→ Required task
Reproduce everything in the listing from the line containing "Scan the photo. Do you find any wood grain" down to the line containing "[0, 0, 113, 64]", requests included, and shift every bounding-box coordinate in the answers by -77. Leave the requests and their sample boxes unchanged.
[Start of Raw records]
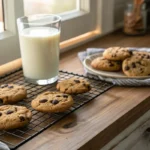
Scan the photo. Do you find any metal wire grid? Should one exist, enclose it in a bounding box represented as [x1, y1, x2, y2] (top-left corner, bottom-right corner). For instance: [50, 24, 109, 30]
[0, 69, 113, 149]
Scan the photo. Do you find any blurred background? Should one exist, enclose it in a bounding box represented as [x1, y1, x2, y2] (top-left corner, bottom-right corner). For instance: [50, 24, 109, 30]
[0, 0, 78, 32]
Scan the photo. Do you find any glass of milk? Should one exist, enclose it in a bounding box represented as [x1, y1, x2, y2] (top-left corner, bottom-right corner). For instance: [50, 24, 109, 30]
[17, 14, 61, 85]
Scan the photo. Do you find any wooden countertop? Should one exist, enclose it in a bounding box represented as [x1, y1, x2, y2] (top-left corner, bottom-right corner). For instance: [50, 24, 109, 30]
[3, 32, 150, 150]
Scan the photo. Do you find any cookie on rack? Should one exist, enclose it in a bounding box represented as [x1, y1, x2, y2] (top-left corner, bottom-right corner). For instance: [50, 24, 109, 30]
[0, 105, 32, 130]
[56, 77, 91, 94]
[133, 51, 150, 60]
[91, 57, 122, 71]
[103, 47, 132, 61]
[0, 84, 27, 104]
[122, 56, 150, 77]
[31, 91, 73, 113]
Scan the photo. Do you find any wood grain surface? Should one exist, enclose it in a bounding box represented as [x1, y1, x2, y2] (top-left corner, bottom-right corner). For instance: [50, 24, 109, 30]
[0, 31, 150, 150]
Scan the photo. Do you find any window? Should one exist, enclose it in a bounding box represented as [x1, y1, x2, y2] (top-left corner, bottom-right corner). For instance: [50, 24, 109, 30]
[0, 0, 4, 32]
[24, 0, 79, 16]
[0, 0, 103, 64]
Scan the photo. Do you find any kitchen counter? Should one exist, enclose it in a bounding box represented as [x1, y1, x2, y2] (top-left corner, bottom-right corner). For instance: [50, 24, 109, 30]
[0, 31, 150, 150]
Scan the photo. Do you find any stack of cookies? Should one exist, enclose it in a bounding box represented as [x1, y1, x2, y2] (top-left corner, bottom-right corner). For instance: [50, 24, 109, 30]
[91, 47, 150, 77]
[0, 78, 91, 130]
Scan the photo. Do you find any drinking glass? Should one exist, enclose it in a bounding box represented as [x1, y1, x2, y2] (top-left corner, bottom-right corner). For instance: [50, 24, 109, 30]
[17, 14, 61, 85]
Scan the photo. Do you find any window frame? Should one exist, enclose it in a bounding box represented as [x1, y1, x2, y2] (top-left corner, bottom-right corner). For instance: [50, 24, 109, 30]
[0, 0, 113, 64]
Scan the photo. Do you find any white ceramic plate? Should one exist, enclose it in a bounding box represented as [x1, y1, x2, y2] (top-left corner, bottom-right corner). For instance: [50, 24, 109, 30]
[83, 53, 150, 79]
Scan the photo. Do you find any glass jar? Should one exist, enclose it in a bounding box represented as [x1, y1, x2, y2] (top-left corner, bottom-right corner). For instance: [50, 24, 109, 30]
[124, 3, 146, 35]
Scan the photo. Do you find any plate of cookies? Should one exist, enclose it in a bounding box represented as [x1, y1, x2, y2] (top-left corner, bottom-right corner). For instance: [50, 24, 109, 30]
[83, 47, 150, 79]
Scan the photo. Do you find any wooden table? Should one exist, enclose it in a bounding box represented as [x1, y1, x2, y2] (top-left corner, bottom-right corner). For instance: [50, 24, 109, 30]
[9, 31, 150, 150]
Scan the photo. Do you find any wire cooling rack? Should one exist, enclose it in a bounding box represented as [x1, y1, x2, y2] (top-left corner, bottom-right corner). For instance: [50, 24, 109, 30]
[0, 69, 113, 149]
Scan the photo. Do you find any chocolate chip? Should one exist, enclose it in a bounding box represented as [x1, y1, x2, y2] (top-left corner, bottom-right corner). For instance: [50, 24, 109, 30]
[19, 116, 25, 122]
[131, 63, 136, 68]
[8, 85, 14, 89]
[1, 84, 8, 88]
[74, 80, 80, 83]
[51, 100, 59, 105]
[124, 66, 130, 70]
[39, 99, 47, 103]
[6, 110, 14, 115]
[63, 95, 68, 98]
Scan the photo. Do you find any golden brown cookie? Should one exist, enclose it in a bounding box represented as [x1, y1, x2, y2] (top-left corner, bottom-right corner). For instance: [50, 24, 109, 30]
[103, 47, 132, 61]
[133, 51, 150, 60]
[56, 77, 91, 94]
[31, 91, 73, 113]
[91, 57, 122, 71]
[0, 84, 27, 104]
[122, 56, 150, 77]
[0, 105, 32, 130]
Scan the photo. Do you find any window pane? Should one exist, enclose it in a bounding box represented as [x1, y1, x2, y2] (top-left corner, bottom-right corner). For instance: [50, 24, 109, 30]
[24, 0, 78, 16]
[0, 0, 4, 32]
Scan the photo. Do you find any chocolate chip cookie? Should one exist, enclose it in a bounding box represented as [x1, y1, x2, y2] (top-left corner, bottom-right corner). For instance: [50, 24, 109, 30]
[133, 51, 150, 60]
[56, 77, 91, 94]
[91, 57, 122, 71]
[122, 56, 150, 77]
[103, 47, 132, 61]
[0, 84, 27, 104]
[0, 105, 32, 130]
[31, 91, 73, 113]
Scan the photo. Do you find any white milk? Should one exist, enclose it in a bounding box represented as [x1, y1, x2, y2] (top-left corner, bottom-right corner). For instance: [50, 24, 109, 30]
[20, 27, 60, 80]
[End of Raw records]
→ Written solution
Scan the photo. Do you find any wood grain surface? Should one exist, enclose it in a bounding box represented as [x1, y1, x2, y2] (top-left corner, bottom-right corner). For instance: [50, 24, 109, 30]
[-77, -46, 73, 73]
Scan the photo. Do you find any window? Should one exist, enclose it in a bounding box represented as [x1, y1, x2, y2] (top-left corner, bottom-right corner). For instance: [50, 24, 109, 30]
[-77, -77, -73, -45]
[-53, -77, 2, -61]
[-77, -77, 26, -13]
Scan the photo. Do you find any kitchen counter? Should one exist, enclose it in a bounding box represented as [x1, y1, x2, y2] (top-left corner, bottom-right corner). For instance: [50, 24, 109, 30]
[-77, -46, 73, 73]
Scan the photo. Do you find any stack of cookies? Should one exist, enclose it in a bounding box represented as [x1, y1, x2, y2] (top-left corner, bottom-right corner). For instance: [50, 24, 109, 30]
[14, -30, 73, 0]
[-77, 1, 14, 53]
Scan the photo. Do you find any drinking glass? Should one exist, enclose it in a bounding box represented as [x1, y1, x2, y2] (top-left corner, bottom-right corner). For instance: [50, 24, 109, 30]
[-60, -63, -16, 8]
Scan the photo. Do you find any window frame? Should one exist, enclose it in a bounding box represented as [x1, y1, x2, y2] (top-left corner, bottom-right corner). For instance: [50, 24, 109, 30]
[-77, -77, 36, -13]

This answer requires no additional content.